■ Goal ■
Copy word for word the passage of the Rasa forum thread below, from "Interesting. Thank you" to "the X matrix?".

That being said, I now want to customize and also validate some of my covariates/features: if I call a particular component before the intent classifier, I want to check the X matrix to see if the feature was created as I expected. How can I do this?

Also, I want to do tests of the same type with the entire dialogue and also some points of the tracker:

  • How do I access the (X, y) data (tidy format) that is sent to Keras to execute all the policy steps?;

  • How can I access the tracker data/check the same data at each point of a dialogue? My intent is to access the features that Keras is using to make inference after the model is already trained.

I will start to explore more the Python API but any starting point that could help me on this questions would be just great. I appreciate any answer or any link that covers these points!

X, Y that is passed to nlu intent classifier is here: rasa/embedding_intent_classifier.py at 18590e3eb699965e0826a280d4e658a329032ab6 · RasaHQ/rasa · GitHub

X, Y that is passed to Keras is here: rasa/keras_policy.py at 18590e3eb699965e0826a280d4e658a329032ab6 · RasaHQ/rasa · GitHub

please check the corresponding methods to see how it is extracted

1 Like

EDIT:

Interesting. Thank you for the quick answer. Do you know if there is a list of column names or codes for helping to interpret the columns of the X matrix?

With the Python API, I used the trainer on my “nlu.md” together with my “config.yml” and I inspected the instance of Interpreter that I get after the training.

I then use the attribute ‘pipeline’ to reach my classifier. Suppose that I allocate it then to a variable called “cl”.

d = cl._create_intent_dict(training_data)
X, Y, ints = cl._prepare_data_for_training(training_data, d)

■ Data block ■
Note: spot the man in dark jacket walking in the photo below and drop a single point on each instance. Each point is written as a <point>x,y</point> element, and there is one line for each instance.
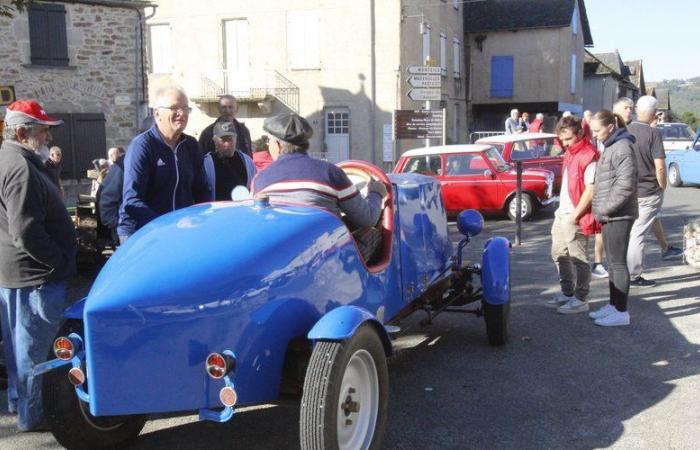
<point>163,169</point>
<point>227,110</point>
<point>37,256</point>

■ Finished answer ■
Interesting. Thank you for the quick answer. Do you know if there is a list of column names or codes for helping to interpret the columns of the X matrix?